--- Given records ---
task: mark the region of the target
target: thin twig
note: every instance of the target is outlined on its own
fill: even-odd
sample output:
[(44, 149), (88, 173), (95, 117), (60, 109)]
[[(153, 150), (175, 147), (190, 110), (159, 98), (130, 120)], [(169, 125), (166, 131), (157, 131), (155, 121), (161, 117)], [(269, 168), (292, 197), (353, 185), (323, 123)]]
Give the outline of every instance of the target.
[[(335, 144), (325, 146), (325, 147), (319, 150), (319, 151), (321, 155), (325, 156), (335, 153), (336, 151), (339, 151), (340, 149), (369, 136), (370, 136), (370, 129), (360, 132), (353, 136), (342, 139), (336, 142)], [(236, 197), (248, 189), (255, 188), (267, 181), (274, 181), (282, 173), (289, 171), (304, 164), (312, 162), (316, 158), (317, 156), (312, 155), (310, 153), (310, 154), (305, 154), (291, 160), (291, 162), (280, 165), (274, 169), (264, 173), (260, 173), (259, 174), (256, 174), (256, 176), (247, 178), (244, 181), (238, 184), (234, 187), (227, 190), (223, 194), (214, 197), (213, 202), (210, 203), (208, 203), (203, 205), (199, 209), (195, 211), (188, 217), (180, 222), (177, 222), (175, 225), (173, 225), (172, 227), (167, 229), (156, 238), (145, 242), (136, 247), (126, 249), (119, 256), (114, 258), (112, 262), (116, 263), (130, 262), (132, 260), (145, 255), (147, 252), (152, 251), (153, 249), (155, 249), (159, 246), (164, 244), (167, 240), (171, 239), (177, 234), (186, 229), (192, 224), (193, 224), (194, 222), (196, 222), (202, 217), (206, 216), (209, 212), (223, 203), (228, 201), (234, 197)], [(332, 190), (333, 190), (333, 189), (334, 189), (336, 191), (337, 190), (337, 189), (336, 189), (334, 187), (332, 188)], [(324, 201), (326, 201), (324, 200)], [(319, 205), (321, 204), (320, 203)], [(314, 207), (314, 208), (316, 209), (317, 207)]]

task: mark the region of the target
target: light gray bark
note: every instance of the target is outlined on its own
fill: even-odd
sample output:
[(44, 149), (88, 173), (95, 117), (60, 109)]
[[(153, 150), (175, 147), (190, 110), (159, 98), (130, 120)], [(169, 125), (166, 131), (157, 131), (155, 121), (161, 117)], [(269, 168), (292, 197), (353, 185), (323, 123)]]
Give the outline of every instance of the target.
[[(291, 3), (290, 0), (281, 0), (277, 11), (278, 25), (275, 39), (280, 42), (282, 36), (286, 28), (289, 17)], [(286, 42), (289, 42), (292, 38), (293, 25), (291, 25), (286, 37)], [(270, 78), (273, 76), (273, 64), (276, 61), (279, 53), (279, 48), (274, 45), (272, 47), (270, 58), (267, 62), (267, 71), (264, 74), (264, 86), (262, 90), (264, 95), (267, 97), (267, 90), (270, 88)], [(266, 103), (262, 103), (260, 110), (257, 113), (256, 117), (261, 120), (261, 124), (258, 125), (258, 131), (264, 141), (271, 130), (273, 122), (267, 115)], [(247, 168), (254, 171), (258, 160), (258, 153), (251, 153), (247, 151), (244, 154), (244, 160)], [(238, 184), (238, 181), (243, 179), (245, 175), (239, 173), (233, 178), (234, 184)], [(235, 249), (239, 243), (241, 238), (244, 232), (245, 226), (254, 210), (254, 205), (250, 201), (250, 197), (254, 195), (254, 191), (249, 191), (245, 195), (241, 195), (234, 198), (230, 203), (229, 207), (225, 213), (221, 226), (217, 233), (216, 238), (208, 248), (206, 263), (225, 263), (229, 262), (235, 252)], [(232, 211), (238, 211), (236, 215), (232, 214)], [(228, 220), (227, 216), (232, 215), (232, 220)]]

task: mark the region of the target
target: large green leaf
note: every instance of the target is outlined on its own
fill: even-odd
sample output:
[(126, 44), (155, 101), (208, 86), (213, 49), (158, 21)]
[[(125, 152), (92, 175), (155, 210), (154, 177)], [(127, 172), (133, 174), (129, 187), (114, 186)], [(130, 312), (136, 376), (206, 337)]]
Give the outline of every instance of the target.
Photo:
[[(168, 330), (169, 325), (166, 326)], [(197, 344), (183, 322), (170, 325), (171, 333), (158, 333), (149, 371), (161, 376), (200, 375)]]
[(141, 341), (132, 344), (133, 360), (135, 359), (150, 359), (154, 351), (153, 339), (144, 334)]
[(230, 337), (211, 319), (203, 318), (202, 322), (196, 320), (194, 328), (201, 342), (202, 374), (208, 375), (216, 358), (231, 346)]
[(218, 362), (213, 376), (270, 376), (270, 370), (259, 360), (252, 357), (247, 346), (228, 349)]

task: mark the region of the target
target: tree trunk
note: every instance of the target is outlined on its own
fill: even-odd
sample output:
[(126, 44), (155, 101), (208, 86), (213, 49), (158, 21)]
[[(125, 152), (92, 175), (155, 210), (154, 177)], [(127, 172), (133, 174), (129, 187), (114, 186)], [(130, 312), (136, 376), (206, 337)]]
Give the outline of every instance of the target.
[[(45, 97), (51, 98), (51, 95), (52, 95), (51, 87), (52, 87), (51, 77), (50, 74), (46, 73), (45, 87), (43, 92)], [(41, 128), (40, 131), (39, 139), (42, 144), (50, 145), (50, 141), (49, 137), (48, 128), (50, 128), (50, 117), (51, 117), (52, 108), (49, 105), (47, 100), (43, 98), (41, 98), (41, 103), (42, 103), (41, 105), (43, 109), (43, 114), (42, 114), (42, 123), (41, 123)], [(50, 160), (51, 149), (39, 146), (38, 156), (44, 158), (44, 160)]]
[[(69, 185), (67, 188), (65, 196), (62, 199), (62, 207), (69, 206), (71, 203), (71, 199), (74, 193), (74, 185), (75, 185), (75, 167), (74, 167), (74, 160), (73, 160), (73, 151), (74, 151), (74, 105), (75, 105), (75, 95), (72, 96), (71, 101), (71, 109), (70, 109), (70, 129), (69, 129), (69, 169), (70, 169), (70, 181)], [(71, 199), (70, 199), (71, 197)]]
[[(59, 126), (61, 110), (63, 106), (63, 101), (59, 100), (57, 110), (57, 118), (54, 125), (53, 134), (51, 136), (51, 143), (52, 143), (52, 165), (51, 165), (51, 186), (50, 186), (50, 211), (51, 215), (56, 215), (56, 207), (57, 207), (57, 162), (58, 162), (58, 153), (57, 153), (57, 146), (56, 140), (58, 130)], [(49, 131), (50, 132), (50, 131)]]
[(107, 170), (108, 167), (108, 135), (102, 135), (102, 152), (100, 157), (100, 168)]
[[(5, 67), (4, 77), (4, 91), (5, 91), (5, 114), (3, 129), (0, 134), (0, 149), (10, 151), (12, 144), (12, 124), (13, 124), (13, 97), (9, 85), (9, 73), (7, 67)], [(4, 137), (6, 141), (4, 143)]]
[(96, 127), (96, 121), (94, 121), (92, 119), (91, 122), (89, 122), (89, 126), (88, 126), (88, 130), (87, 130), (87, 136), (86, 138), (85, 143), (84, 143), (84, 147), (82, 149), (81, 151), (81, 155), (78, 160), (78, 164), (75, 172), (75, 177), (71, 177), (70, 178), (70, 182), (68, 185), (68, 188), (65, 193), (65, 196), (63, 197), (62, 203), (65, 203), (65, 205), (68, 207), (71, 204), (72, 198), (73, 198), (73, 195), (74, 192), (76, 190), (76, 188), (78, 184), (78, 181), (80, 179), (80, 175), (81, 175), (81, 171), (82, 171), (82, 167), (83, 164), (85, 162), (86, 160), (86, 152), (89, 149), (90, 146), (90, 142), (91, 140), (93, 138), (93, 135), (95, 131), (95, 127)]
---
◆ Instruction ◆
Reproduce all of the data above line for line, changing nothing.

◆ Solved problem ◆
task: mark the region of the target
target: thin twig
note: every instance of the target is outlined on its own
fill: even-odd
sample output:
[(44, 149), (88, 173), (95, 117), (60, 109)]
[[(153, 150), (175, 147), (190, 110), (159, 98), (130, 120)], [(169, 125), (166, 131), (157, 131), (155, 121), (161, 117)], [(269, 168), (292, 197), (353, 185), (323, 123)]]
Give the outline of every instance of the target.
[[(335, 144), (325, 146), (325, 147), (319, 150), (319, 151), (321, 155), (325, 156), (335, 153), (336, 151), (339, 151), (340, 149), (369, 136), (370, 136), (370, 129), (360, 132), (353, 136), (342, 139), (336, 142)], [(236, 197), (248, 189), (255, 188), (267, 181), (274, 181), (282, 173), (289, 171), (304, 164), (312, 162), (316, 158), (317, 156), (312, 155), (310, 153), (310, 154), (305, 154), (291, 160), (291, 162), (280, 165), (274, 169), (264, 173), (260, 173), (259, 174), (256, 174), (256, 176), (247, 178), (244, 181), (238, 184), (234, 187), (227, 190), (223, 194), (214, 197), (213, 202), (210, 203), (208, 203), (203, 205), (199, 209), (195, 211), (188, 217), (180, 222), (177, 222), (175, 225), (173, 225), (172, 227), (167, 229), (156, 238), (145, 242), (136, 247), (126, 249), (119, 256), (114, 258), (112, 262), (116, 263), (130, 262), (132, 260), (145, 255), (147, 252), (152, 251), (153, 249), (155, 249), (159, 246), (164, 244), (167, 240), (171, 239), (177, 234), (186, 229), (192, 224), (193, 224), (194, 222), (196, 222), (202, 217), (206, 216), (209, 212), (223, 203), (228, 201), (234, 197)], [(332, 190), (333, 190), (333, 189), (334, 189), (336, 191), (337, 190), (337, 189), (336, 189), (334, 187), (332, 188)], [(324, 201), (326, 201), (324, 200)], [(319, 205), (321, 204), (320, 203)], [(314, 207), (314, 208), (316, 209), (317, 207)]]

task: mark the region of the target
target: light gray bark
note: every instance of the target is outlined on its own
fill: even-odd
sample output:
[(44, 149), (88, 173), (95, 117), (60, 109)]
[[(153, 150), (175, 147), (190, 110), (159, 98), (130, 120)], [(169, 125), (166, 131), (157, 131), (155, 121), (161, 117)], [(269, 168), (292, 197), (353, 185), (323, 123)]]
Give the outline of every instance of the target.
[[(291, 3), (290, 0), (281, 0), (277, 11), (278, 25), (275, 39), (280, 42), (282, 36), (286, 28), (289, 17)], [(286, 42), (289, 42), (292, 38), (293, 25), (291, 25), (286, 37)], [(270, 78), (273, 76), (273, 64), (276, 61), (279, 53), (279, 48), (274, 45), (272, 47), (270, 58), (267, 62), (267, 71), (264, 74), (264, 86), (262, 90), (264, 95), (267, 97), (267, 90), (270, 88)], [(266, 103), (262, 103), (260, 110), (257, 113), (256, 117), (261, 120), (261, 124), (258, 125), (258, 131), (264, 141), (271, 130), (273, 122), (267, 115)], [(247, 168), (254, 171), (258, 160), (258, 153), (251, 153), (247, 151), (244, 154), (244, 160)], [(238, 184), (238, 181), (243, 179), (245, 175), (239, 173), (233, 178), (234, 184)], [(235, 249), (239, 243), (241, 238), (244, 232), (245, 226), (254, 210), (254, 205), (250, 201), (250, 197), (254, 195), (254, 191), (249, 191), (245, 195), (241, 195), (234, 198), (230, 203), (229, 207), (225, 213), (221, 226), (217, 233), (216, 238), (208, 248), (206, 263), (225, 263), (229, 262), (235, 252)], [(232, 211), (238, 211), (236, 215), (232, 214)], [(228, 220), (227, 216), (232, 215), (232, 220)]]

task: mark the region of the target
target: large green leaf
note: every instance of the target is outlined on its own
fill: even-odd
sample output:
[(126, 44), (155, 101), (208, 86), (213, 49), (158, 21)]
[[(125, 152), (92, 175), (155, 210), (154, 177)], [(127, 172), (133, 174), (129, 187), (114, 186)], [(130, 312), (136, 376), (206, 337)]]
Give the outline of every instance of the target.
Photo:
[[(168, 330), (169, 325), (166, 326)], [(197, 344), (183, 322), (170, 325), (171, 333), (158, 333), (149, 371), (161, 376), (200, 375)]]
[(141, 341), (132, 344), (133, 360), (135, 359), (150, 359), (154, 351), (153, 339), (144, 334)]
[(230, 337), (211, 319), (203, 318), (202, 322), (196, 320), (194, 328), (201, 342), (202, 374), (208, 375), (216, 358), (231, 346)]
[(218, 362), (213, 376), (270, 376), (270, 370), (259, 360), (252, 357), (247, 346), (228, 349)]

task: mark the region of the target
target: tree trunk
note: every instance of the target is outlined on its own
fill: even-odd
sample output:
[(126, 44), (155, 101), (208, 86), (213, 49), (158, 21)]
[[(125, 152), (92, 175), (155, 210), (154, 177)], [(127, 172), (133, 174), (129, 187), (114, 186)], [(130, 312), (136, 376), (206, 337)]]
Give the outline of every instance of the target.
[[(45, 97), (51, 98), (51, 95), (52, 95), (51, 87), (52, 87), (51, 77), (50, 74), (46, 73), (45, 87), (43, 92)], [(41, 128), (40, 131), (39, 139), (42, 144), (50, 145), (50, 141), (49, 137), (48, 128), (50, 128), (50, 117), (51, 117), (52, 108), (49, 105), (47, 100), (43, 98), (41, 98), (41, 103), (42, 103), (41, 105), (43, 109), (43, 114), (42, 114), (42, 123), (41, 123)], [(50, 160), (51, 149), (39, 146), (38, 156), (44, 158), (44, 160)]]
[[(69, 185), (67, 188), (65, 196), (62, 199), (62, 207), (69, 206), (71, 203), (71, 199), (74, 193), (74, 185), (75, 185), (75, 167), (74, 167), (74, 160), (73, 160), (73, 151), (74, 151), (74, 105), (75, 105), (75, 95), (72, 96), (71, 101), (71, 109), (70, 109), (70, 129), (69, 129), (69, 169), (70, 169), (70, 181)], [(71, 199), (70, 199), (71, 197)]]
[[(59, 126), (61, 110), (63, 106), (63, 101), (59, 100), (57, 110), (57, 118), (54, 125), (53, 134), (51, 136), (51, 143), (52, 143), (52, 165), (51, 165), (51, 186), (50, 186), (50, 211), (51, 215), (56, 215), (56, 207), (57, 207), (57, 162), (58, 162), (58, 153), (57, 153), (57, 146), (56, 140), (58, 130)], [(49, 131), (50, 132), (50, 131)]]
[(107, 170), (108, 167), (108, 135), (102, 135), (102, 152), (100, 157), (100, 168)]
[[(5, 67), (4, 77), (4, 91), (5, 91), (5, 114), (3, 129), (0, 134), (0, 149), (10, 151), (12, 144), (12, 124), (13, 124), (13, 97), (9, 85), (9, 73), (7, 67)], [(4, 137), (6, 141), (4, 143)]]
[(96, 127), (96, 121), (94, 121), (92, 119), (91, 122), (89, 122), (89, 126), (88, 126), (88, 130), (87, 130), (87, 136), (86, 138), (85, 143), (84, 143), (84, 147), (82, 149), (81, 151), (81, 155), (78, 160), (78, 164), (75, 172), (75, 177), (71, 177), (70, 178), (70, 182), (68, 185), (68, 188), (65, 193), (65, 196), (63, 197), (62, 203), (65, 203), (65, 205), (68, 207), (71, 204), (72, 198), (73, 198), (73, 195), (74, 192), (76, 190), (76, 188), (78, 184), (78, 181), (80, 179), (80, 175), (81, 175), (81, 171), (82, 171), (82, 167), (83, 164), (85, 162), (86, 160), (86, 152), (89, 149), (90, 146), (90, 142), (91, 140), (93, 138), (93, 135), (95, 131), (95, 127)]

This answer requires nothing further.